— Text extract —
↓

# Can dd be used on a live system?



## jemate18 (Feb 15, 2009)

I have an FreebSD 7.1 ftp server setup... I access it via ssh on my laptop in our office.

If i'm in that system through ssh, can i use dd to back the full HD including the partition tables and all? 

dd if=/dev/ad0s1 of=/usr/home/yyy/backup 

then how do i get that backup to be stored in my laptop? Do i have to log off via ssh and use scp for it? 

Other thing.... if i execute dd with someone transacting/downloading with FTP on that server.. Will dd fail?

Thanks


----------



## Pushrod (Feb 16, 2009)

I don't see dd failing. What I do see is it potentially copying data that is not in a consistent state, making the copy partially corrupt. If you mount it read-only while you dd, you should be fine.


----------



## graudeejs (Feb 16, 2009)

if you use UFS2, man dump, man restore
they cover how to back up over internet
or
http://forums.freebsd.org/showthread.php?t=185
fallow this, and when finished simply use scp to copy over net


----------



## vermaden (Feb 16, 2009)

killasmurf86 said:
			
		

> and when finished simply use scp to copy over net


You can use pipe to sent it directly without using local space:
[cmd=]% dump -0 -f - /home | ssh backup@server.org -c blowfish "gzip -c -9 | dd > /storage/backup/home.dump.gz"[/cmd]


----------

↑

— Collected material —
↓

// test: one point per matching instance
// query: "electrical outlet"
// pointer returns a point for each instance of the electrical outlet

↑

— Exercise task —
Quote the passage of the forum thread about dd on a live system starting at "I have an FreebSD" and ending at "scp for it?". Rely solely on the forum thread about dd on a live system, and set the listing aside.

— The reply —
I have an FreebSD 7.1 ftp server setup... I access it via ssh on my laptop in our office.

If i'm in that system through ssh, can i use dd to back the full HD including the partition tables and all? 

dd if=/dev/ad0s1 of=/usr/home/yyy/backup 

then how do i get that backup to be stored in my laptop? Do i have to log off via ssh and use scp for it?